### What to work on
Copy word for word everything in the data below from the line containing "the blue sky" down to the line containing "x=695, y=534", including both of those lines.

**********

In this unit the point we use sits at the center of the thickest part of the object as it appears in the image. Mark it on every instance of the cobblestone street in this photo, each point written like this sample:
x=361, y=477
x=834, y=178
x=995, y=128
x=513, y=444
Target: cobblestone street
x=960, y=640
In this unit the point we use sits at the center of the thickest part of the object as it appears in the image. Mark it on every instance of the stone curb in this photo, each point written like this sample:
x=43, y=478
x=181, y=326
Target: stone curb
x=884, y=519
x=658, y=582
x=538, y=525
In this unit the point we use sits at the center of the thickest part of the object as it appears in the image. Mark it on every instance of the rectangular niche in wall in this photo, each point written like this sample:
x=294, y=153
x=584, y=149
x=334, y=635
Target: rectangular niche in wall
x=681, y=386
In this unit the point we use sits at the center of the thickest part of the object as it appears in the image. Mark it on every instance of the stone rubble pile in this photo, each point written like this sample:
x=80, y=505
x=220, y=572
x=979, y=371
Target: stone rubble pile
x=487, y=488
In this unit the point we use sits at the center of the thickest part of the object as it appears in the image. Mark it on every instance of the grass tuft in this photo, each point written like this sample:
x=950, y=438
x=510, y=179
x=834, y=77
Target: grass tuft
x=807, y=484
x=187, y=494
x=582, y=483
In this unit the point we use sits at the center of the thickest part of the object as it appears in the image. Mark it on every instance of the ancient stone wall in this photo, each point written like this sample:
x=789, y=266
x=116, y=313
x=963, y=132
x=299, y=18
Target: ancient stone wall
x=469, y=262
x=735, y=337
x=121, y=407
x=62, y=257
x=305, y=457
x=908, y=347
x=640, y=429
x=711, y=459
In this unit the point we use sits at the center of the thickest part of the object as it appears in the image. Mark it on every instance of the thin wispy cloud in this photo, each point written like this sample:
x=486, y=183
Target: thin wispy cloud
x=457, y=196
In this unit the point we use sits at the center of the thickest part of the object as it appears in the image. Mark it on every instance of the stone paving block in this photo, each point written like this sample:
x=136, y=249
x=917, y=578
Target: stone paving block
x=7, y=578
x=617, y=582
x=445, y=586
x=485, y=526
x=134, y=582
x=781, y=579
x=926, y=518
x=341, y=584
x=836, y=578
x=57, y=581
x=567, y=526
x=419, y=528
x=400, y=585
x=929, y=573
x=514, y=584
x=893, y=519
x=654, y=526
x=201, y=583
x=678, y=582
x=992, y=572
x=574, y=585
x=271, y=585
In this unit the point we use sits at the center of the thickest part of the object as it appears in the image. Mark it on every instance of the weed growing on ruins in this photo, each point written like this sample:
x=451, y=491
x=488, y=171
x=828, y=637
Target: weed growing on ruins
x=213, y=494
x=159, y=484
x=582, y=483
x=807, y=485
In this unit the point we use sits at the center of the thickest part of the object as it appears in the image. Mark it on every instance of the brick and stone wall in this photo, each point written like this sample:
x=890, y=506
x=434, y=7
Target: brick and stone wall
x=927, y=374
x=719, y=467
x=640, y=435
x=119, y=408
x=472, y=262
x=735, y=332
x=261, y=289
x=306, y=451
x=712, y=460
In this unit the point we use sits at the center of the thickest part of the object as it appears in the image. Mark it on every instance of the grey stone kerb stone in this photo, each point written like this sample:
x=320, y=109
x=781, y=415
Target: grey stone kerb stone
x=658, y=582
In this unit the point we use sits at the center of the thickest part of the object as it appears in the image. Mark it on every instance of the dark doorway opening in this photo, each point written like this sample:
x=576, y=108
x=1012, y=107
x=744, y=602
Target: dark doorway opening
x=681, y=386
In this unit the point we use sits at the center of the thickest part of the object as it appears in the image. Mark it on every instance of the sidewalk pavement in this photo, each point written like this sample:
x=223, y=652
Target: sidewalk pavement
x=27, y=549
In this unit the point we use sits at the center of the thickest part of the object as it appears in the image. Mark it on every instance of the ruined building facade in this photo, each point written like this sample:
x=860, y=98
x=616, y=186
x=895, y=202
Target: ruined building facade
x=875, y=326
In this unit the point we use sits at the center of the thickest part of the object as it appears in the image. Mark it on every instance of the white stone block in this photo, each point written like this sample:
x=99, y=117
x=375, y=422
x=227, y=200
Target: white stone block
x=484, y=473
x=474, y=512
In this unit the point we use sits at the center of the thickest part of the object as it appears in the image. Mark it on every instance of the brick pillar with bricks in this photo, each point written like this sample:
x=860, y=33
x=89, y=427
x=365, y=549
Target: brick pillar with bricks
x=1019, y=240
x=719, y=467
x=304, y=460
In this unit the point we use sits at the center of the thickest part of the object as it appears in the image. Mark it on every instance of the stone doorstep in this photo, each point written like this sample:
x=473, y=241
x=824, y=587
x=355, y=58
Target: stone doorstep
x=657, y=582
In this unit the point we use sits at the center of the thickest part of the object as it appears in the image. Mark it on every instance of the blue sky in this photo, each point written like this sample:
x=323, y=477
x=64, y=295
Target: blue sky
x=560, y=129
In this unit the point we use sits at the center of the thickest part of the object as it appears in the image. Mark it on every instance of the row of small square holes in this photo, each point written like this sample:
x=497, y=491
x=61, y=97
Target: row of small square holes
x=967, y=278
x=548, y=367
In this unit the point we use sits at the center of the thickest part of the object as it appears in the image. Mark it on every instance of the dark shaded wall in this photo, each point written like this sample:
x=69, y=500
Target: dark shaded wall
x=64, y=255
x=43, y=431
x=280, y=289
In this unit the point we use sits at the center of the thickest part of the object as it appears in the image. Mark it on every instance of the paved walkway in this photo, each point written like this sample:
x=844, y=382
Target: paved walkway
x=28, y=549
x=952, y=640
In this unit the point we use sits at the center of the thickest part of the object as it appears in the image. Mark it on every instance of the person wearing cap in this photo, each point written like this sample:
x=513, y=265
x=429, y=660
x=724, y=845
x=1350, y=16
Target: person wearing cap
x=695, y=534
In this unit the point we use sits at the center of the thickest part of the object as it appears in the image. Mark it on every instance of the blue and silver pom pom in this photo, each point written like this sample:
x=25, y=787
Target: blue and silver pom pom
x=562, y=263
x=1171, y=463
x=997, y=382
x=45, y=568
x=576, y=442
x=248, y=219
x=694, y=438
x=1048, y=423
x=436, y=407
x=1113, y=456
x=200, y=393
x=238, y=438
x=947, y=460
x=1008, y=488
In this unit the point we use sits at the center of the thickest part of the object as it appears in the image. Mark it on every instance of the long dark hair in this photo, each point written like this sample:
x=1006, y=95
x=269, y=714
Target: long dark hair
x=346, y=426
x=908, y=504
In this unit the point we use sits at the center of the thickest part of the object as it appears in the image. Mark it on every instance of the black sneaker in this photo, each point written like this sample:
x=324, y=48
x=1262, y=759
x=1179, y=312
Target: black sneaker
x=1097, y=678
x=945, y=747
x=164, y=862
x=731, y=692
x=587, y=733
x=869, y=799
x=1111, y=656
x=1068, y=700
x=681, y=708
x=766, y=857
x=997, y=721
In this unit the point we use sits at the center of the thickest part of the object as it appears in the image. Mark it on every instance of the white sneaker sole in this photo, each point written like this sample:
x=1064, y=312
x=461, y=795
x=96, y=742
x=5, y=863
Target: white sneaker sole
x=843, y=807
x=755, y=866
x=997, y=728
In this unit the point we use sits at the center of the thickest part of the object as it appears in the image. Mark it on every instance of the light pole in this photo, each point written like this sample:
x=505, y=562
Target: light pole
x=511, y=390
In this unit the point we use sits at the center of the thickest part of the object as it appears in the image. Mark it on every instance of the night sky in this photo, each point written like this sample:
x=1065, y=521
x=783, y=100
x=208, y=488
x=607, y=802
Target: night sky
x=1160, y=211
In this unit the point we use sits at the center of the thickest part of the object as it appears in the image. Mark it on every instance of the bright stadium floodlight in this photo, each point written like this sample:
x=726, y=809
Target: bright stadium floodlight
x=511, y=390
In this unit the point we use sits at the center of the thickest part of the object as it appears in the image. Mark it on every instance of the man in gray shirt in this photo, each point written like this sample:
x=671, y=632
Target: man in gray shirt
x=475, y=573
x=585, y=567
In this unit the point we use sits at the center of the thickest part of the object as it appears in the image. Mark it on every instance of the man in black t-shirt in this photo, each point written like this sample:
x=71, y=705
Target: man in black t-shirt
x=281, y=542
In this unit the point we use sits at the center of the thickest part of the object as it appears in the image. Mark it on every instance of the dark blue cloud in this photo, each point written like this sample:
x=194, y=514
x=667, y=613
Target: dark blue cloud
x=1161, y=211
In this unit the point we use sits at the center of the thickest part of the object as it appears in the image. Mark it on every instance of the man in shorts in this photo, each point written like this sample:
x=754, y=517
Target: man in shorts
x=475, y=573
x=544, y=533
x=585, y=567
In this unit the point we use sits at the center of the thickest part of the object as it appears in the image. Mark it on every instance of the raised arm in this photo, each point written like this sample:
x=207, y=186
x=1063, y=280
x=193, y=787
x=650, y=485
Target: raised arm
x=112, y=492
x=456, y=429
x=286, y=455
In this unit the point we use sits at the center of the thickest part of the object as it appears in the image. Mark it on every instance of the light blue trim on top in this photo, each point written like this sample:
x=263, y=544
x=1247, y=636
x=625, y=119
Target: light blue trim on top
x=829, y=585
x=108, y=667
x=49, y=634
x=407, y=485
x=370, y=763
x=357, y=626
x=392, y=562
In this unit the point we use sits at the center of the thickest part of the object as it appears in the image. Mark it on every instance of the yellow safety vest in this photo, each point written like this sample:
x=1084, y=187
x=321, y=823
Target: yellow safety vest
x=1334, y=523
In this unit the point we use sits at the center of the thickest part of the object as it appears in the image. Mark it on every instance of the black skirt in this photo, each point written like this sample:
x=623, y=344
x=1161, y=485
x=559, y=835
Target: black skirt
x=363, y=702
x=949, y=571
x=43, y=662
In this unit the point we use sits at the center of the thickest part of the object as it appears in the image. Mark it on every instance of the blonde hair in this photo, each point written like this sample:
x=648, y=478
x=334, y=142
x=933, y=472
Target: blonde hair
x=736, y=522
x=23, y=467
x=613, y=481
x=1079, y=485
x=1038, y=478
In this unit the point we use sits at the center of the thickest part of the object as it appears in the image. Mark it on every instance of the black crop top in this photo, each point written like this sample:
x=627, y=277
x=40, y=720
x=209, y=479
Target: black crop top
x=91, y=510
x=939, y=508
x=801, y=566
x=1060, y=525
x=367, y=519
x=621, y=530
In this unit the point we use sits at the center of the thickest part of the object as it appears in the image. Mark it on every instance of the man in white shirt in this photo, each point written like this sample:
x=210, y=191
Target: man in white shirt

**********

### Response to the task
In this unit the point we use sits at the center of the thickest part of the object as it appears in the image. Mark it on every instance of the blue sky in this photo, each point written like this sample:
x=323, y=477
x=64, y=295
Target: blue sky
x=560, y=129
In this unit the point we use sits at the center of the thickest part of the object as it appears in the image. Mark it on every instance of the row of small square holes in this photo, each point written like this sample:
x=497, y=491
x=61, y=97
Target: row of small square holes
x=967, y=278
x=548, y=367
In this unit the point we use sits at the center of the thickest part of the object as it appears in the image. Mark it on every instance of the dark shaded wall in this photo, each point written like this sample:
x=69, y=500
Target: dark shaded wall
x=64, y=255
x=43, y=431
x=280, y=289
In this unit the point we use sits at the center of the thickest part of the object as it appears in the image. Mark it on every instance of the paved walkway in this photo, each point written like this sample:
x=844, y=382
Target: paved walkway
x=28, y=549
x=952, y=640
In this unit the point we use sits at the center of the thickest part of the object as it appears in the image. Mark it on every instance of the person wearing cap in this photo, each point written like this sample:
x=513, y=265
x=429, y=660
x=724, y=845
x=1350, y=16
Target: person wearing cap
x=695, y=534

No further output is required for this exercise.